WHAT NEEDS TO BE DONE:
Your output should be the lines of the data that follow, reproduced exactly from the first through the line bearing "Target: arched window".

*** THE DATA Section Begins ***

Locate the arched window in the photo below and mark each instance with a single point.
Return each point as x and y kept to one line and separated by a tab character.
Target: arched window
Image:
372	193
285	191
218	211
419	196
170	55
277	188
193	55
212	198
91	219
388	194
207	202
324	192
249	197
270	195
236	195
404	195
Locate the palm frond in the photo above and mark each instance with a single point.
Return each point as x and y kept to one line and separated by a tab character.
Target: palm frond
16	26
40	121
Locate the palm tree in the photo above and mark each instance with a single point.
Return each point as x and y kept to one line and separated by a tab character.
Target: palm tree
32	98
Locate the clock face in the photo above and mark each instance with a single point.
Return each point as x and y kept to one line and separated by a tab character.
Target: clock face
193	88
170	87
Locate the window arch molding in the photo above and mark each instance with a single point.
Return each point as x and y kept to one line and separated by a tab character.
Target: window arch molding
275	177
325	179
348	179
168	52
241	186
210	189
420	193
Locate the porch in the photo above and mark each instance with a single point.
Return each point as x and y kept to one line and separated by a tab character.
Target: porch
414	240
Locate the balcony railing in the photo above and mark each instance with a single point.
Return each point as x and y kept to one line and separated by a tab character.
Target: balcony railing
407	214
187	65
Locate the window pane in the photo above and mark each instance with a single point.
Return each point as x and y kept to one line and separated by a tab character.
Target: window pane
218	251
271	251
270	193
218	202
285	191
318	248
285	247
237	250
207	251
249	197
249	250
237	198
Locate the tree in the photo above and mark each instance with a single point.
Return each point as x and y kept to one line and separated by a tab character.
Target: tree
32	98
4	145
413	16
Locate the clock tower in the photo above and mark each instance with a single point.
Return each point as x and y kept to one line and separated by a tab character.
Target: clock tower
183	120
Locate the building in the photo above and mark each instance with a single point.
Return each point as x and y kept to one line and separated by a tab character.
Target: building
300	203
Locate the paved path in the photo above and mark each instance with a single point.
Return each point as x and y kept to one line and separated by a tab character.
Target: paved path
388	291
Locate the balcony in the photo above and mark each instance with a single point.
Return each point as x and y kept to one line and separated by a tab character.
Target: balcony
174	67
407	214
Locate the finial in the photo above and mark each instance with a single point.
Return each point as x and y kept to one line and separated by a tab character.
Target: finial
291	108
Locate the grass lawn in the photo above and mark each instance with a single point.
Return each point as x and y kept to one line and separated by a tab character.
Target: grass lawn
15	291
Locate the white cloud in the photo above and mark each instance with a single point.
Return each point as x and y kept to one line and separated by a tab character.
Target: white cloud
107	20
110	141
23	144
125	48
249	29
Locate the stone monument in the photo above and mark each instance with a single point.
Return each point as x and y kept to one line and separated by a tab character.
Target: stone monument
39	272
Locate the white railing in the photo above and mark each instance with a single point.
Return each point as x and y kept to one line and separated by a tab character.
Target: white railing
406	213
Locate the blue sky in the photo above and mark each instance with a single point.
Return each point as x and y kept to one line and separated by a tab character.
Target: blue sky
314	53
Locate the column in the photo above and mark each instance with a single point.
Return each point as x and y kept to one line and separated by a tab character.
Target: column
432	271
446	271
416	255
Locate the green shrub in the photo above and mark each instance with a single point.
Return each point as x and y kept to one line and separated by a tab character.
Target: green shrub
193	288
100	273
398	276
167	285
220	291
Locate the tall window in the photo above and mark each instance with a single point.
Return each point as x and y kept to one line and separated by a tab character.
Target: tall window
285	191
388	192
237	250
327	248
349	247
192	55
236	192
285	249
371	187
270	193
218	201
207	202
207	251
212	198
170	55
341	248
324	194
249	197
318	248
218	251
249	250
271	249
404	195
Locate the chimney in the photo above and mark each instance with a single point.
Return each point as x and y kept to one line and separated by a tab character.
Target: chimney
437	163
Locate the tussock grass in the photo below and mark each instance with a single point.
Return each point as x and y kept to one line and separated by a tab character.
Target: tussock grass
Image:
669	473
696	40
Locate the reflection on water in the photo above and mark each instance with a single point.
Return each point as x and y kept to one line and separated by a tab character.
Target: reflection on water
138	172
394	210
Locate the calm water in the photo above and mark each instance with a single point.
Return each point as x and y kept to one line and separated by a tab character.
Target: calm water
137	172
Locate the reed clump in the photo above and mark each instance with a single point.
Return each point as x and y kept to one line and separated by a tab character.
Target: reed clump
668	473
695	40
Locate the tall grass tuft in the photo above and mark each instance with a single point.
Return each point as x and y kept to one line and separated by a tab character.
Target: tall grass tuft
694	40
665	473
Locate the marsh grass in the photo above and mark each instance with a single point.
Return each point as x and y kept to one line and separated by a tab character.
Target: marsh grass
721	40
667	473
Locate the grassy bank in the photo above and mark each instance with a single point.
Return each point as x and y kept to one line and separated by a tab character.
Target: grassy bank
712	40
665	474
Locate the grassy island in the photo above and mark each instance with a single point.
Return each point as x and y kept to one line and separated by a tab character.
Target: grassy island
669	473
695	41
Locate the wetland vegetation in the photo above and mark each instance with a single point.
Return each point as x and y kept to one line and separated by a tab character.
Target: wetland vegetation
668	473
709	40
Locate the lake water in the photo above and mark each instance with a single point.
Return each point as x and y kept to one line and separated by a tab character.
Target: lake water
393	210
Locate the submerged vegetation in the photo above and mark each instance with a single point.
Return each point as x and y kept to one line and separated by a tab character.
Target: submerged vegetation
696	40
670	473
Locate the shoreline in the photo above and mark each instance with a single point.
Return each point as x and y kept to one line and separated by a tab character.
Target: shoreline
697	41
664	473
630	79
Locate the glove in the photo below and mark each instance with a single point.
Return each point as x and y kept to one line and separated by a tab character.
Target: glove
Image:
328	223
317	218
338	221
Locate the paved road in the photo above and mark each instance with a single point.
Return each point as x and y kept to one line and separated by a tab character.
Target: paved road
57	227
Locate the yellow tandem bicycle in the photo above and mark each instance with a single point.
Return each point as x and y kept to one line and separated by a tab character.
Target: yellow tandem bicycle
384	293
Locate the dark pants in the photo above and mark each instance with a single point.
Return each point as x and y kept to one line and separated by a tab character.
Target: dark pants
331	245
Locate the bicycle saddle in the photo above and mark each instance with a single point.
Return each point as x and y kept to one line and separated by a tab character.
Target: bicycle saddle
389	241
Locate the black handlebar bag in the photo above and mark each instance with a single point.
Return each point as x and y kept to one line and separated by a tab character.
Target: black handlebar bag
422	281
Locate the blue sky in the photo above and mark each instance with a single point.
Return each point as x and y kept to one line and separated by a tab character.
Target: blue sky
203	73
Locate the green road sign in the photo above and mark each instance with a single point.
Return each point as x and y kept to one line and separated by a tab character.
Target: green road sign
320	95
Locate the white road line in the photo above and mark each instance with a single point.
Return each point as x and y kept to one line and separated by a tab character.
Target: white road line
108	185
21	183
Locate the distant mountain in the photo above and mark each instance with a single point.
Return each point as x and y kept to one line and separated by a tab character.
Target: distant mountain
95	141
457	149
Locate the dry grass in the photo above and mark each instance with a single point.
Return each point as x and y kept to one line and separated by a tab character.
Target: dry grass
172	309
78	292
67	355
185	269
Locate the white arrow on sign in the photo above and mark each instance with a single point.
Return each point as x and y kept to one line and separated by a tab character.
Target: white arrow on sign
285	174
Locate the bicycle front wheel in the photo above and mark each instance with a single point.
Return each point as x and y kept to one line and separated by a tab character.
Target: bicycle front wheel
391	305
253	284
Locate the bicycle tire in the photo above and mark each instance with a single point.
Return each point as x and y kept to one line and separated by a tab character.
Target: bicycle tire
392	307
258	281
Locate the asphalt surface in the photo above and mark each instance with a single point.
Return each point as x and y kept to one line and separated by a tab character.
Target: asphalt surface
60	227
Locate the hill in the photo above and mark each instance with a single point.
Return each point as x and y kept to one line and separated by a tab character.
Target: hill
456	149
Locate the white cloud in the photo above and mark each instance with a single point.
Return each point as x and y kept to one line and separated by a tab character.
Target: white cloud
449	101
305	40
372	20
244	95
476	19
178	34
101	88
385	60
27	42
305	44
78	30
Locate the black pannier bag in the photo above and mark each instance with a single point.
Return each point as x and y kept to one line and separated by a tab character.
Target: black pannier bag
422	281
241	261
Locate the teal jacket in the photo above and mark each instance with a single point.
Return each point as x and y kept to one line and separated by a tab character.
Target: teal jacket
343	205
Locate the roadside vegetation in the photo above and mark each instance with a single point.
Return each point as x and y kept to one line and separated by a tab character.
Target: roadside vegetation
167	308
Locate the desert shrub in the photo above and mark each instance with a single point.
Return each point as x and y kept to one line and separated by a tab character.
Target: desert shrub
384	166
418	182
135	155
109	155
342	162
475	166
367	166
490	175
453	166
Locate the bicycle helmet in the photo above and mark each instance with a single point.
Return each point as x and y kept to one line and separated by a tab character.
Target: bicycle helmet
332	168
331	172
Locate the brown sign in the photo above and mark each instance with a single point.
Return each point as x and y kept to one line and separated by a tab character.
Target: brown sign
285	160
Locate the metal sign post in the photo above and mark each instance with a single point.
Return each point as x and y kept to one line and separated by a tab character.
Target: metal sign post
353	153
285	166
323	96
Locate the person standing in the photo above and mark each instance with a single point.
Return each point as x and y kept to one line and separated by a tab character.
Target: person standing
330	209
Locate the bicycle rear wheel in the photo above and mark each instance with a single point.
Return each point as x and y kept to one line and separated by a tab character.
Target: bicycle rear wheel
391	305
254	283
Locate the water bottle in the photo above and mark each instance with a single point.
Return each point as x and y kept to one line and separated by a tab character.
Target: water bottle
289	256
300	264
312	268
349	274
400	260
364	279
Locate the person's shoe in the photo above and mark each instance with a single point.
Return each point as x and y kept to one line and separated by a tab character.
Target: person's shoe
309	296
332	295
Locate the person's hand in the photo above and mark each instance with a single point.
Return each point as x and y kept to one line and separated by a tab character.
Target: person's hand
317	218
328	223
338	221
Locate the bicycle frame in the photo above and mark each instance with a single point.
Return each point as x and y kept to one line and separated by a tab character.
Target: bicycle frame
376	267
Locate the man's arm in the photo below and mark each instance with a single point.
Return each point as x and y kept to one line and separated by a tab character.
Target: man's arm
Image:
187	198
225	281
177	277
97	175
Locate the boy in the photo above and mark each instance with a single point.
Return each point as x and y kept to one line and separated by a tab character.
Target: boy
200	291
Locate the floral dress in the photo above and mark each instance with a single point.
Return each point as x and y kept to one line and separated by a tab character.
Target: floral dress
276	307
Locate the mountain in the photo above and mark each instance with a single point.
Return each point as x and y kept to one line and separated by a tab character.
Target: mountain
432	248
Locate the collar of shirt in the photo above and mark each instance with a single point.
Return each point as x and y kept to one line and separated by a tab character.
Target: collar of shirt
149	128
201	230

*** THE DATA Section Ends ***

SOLUTION FOR THIS EXERCISE:
Locate the arched window in the photo below and mark each instance with a single point.
Return each point as x and y kept to one line and separated by a tab character.
Target: arched window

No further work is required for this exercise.